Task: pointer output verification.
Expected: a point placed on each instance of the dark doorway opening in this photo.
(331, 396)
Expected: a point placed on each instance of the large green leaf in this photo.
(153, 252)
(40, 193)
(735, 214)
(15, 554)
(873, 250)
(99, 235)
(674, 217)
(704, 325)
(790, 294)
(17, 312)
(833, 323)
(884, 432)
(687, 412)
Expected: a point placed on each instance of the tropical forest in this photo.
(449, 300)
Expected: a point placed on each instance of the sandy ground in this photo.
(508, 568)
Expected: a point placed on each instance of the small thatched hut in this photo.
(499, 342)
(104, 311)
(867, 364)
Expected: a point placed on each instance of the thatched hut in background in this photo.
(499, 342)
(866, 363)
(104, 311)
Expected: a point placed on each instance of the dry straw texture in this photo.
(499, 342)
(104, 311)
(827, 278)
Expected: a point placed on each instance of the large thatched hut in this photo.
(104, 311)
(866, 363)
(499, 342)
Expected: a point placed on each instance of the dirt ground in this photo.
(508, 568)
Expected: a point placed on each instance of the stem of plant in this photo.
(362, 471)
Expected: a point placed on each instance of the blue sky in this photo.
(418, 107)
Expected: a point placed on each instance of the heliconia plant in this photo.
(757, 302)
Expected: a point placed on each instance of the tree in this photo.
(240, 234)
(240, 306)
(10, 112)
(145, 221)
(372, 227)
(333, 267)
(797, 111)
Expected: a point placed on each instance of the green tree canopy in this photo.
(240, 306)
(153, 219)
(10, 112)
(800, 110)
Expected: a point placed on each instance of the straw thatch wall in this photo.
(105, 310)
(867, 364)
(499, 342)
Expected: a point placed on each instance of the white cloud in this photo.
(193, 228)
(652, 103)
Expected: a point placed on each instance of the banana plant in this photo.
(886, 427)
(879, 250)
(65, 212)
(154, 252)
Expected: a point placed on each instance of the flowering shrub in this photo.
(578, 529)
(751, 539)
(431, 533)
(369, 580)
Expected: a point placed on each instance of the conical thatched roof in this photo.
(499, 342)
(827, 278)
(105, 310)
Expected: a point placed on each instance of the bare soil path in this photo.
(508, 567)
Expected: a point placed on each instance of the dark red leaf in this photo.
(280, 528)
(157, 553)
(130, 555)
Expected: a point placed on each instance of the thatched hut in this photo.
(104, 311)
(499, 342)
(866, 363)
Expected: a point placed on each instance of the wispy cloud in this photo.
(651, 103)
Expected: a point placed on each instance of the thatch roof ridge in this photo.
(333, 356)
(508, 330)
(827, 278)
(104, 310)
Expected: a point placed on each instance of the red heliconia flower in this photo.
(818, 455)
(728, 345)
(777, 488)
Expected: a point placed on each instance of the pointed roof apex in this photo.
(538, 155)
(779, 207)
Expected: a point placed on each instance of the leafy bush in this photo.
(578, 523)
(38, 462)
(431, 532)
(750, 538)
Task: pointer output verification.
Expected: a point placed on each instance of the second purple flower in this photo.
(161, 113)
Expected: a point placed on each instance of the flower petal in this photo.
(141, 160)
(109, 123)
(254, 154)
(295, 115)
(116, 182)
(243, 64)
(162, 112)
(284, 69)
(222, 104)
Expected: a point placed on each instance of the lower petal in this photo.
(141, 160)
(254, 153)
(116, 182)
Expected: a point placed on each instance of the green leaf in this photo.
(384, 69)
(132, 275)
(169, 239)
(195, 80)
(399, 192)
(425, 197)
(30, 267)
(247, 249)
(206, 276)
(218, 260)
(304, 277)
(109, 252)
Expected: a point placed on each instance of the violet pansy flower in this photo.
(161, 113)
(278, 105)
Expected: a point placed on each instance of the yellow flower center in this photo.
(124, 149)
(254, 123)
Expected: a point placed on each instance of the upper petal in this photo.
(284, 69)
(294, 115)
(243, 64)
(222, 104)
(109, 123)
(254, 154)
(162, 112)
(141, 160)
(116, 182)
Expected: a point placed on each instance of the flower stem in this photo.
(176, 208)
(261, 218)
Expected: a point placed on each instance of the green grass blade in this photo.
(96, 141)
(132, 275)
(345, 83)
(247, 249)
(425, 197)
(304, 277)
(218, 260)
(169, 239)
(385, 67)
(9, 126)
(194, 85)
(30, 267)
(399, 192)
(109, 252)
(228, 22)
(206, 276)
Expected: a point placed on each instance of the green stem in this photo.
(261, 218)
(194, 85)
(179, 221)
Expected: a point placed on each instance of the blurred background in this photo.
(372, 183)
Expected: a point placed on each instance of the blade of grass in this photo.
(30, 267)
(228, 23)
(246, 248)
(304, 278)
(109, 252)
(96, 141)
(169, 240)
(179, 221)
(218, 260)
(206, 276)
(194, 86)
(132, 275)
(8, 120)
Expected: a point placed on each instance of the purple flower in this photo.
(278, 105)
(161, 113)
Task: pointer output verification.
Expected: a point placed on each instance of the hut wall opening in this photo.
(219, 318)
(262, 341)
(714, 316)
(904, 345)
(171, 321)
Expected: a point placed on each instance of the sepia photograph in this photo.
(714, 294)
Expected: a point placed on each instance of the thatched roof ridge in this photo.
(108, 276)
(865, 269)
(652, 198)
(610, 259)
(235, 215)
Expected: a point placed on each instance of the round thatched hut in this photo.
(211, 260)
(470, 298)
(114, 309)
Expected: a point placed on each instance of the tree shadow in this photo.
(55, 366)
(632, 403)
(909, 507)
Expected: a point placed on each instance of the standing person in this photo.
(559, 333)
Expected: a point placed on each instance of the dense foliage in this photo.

• • • • •

Could you format all of the items above as a JSON list of strings, one string per line, leaving out any blank lines?

[
  "Task: pointer output verification.",
  "Expected: a point placed on each instance of the dark doorway opening in this photo.",
  "(331, 396)",
  "Expected: a point placed on each instance of the large green leaf in this photo.",
  "(153, 252)",
  "(40, 193)",
  "(735, 214)",
  "(15, 554)",
  "(873, 250)",
  "(99, 235)",
  "(674, 217)",
  "(704, 325)",
  "(790, 294)",
  "(17, 312)",
  "(833, 323)",
  "(884, 432)",
  "(687, 412)",
  "Expected: a point placed on each instance of the tropical forest in this photo.",
  "(449, 300)",
  "Expected: a point placed on each instance of the sandy ground in this photo.",
  "(508, 568)",
  "Expected: a point placed on each instance of the small thatched hut in this photo.",
  "(499, 342)",
  "(104, 311)",
  "(867, 364)",
  "Expected: a point placed on each instance of the thatched hut in background in this photo.",
  "(499, 342)",
  "(866, 363)",
  "(104, 311)",
  "Expected: a point placed on each instance of the dry straw texture in this photo.",
  "(499, 342)",
  "(104, 311)",
  "(827, 278)",
  "Expected: a point placed on each instance of the large thatched hut in this photo.",
  "(104, 311)",
  "(866, 363)",
  "(499, 342)",
  "Expected: a point placed on each instance of the dirt ground in this photo.",
  "(508, 568)",
  "Expected: a point placed on each instance of the stem of plant in this photo.",
  "(362, 471)",
  "Expected: a point placed on each instance of the blue sky in this photo.",
  "(418, 107)",
  "Expected: a point placed on each instance of the heliconia plant in this photo.",
  "(757, 302)",
  "Expected: a point placed on each instance of the tree in this photo.",
  "(240, 234)",
  "(240, 306)",
  "(10, 112)",
  "(145, 221)",
  "(372, 227)",
  "(333, 267)",
  "(797, 111)",
  "Expected: a point placed on each instance of the green tree canopy in this photo.",
  "(240, 306)",
  "(153, 219)",
  "(10, 112)",
  "(800, 110)",
  "Expected: a point placed on each instance of the straw thatch wall in this photo.",
  "(105, 310)",
  "(867, 364)",
  "(499, 342)",
  "Expected: a point placed on each instance of the white cloud in this photo.",
  "(193, 228)",
  "(652, 103)",
  "Expected: a point placed on each instance of the banana plant in this photo.",
  "(886, 427)",
  "(879, 250)",
  "(65, 212)",
  "(154, 252)",
  "Expected: a point placed on each instance of the flowering shrub in this photo.",
  "(578, 529)",
  "(751, 539)",
  "(431, 533)",
  "(369, 580)",
  "Expected: a point placed on each instance of the conical thatched roof in this photo.",
  "(499, 342)",
  "(827, 278)",
  "(105, 310)",
  "Expected: a point placed on each instance of the bare soil path in this photo.",
  "(508, 567)",
  "Expected: a point placed on each instance of the dark red leaf in this photo.",
  "(280, 528)",
  "(157, 553)",
  "(130, 555)",
  "Expected: a point placed on each instance of the thatched hut in this photo.",
  "(104, 311)",
  "(499, 342)",
  "(866, 363)",
  "Expected: a point placed on each instance of the wispy cloud in this photo.",
  "(651, 103)",
  "Expected: a point placed on each instance of the thatch roof ridge in this photo.",
  "(333, 356)",
  "(508, 330)",
  "(827, 278)",
  "(104, 310)",
  "Expected: a point placed on each instance of the red heliconia flower in this photo.",
  "(818, 455)",
  "(728, 345)",
  "(777, 488)",
  "Expected: a point placed on each instance of the pointed roof apex in this photo.",
  "(538, 155)",
  "(779, 207)",
  "Expected: a point placed on each instance of the leafy bush in this photo.",
  "(578, 523)",
  "(38, 462)",
  "(431, 532)",
  "(750, 538)",
  "Task: pointer output verification.",
  "Expected: a point placed on each instance of the second purple flower in this photo.",
  "(161, 113)",
  "Expected: a point placed on each instance of the flower petal in this photo.",
  "(141, 160)",
  "(109, 123)",
  "(254, 154)",
  "(295, 115)",
  "(116, 182)",
  "(243, 64)",
  "(162, 112)",
  "(284, 69)",
  "(222, 104)",
  "Expected: a point placed on each instance of the lower petal in this photo.",
  "(141, 160)",
  "(254, 153)",
  "(116, 182)",
  "Expected: a point placed on each instance of the green leaf in this photo.",
  "(384, 69)",
  "(132, 275)",
  "(169, 239)",
  "(195, 80)",
  "(399, 192)",
  "(425, 197)",
  "(30, 267)",
  "(247, 249)",
  "(206, 276)",
  "(218, 260)",
  "(304, 277)",
  "(109, 252)",
  "Expected: a point placed on each instance of the violet pansy flower in this photo.",
  "(161, 113)",
  "(278, 105)",
  "Expected: a point placed on each instance of the yellow flower center in this photo.",
  "(124, 149)",
  "(254, 123)",
  "Expected: a point placed on each instance of the upper petal in this photo.",
  "(284, 69)",
  "(294, 115)",
  "(243, 64)",
  "(222, 104)",
  "(109, 123)",
  "(254, 154)",
  "(162, 112)",
  "(141, 160)",
  "(116, 182)",
  "Expected: a point placed on each instance of the flower stem in this photo.",
  "(176, 208)",
  "(261, 218)",
  "Expected: a point placed on each instance of the green grass blade in this photo.",
  "(96, 141)",
  "(132, 275)",
  "(345, 83)",
  "(247, 249)",
  "(425, 197)",
  "(304, 277)",
  "(218, 260)",
  "(169, 239)",
  "(385, 67)",
  "(9, 126)",
  "(194, 85)",
  "(30, 267)",
  "(399, 192)",
  "(109, 252)",
  "(228, 22)",
  "(206, 276)",
  "Expected: a point placed on each instance of the green stem in this photo.",
  "(261, 218)",
  "(194, 85)",
  "(179, 221)",
  "Expected: a point placed on each instance of the blurred background in this photo.",
  "(372, 183)",
  "Expected: a point placed on each instance of the blade of grass in this photo.",
  "(30, 267)",
  "(228, 23)",
  "(246, 248)",
  "(304, 278)",
  "(109, 252)",
  "(96, 141)",
  "(169, 240)",
  "(179, 221)",
  "(218, 260)",
  "(206, 276)",
  "(194, 86)",
  "(132, 275)",
  "(8, 120)",
  "Expected: a point placed on each instance of the purple flower in this photo.",
  "(278, 105)",
  "(161, 113)",
  "Task: pointer output verification.",
  "Expected: a point placed on each instance of the hut wall opening in this photo.",
  "(219, 318)",
  "(262, 341)",
  "(714, 316)",
  "(904, 345)",
  "(171, 321)",
  "Expected: a point placed on each instance of the sepia photograph in this photo.",
  "(714, 294)",
  "Expected: a point placed on each instance of the thatched roof ridge in this photo.",
  "(108, 276)",
  "(865, 269)",
  "(652, 198)",
  "(610, 259)",
  "(235, 215)",
  "Expected: a point placed on each instance of the round thatched hut in this photo.",
  "(211, 260)",
  "(470, 298)",
  "(114, 309)",
  "Expected: a point placed on each instance of the tree shadow in this photo.",
  "(55, 366)",
  "(632, 403)",
  "(909, 507)",
  "Expected: a point placed on each instance of the standing person in this photo.",
  "(559, 333)",
  "Expected: a point placed on each instance of the dense foliage in this photo."
]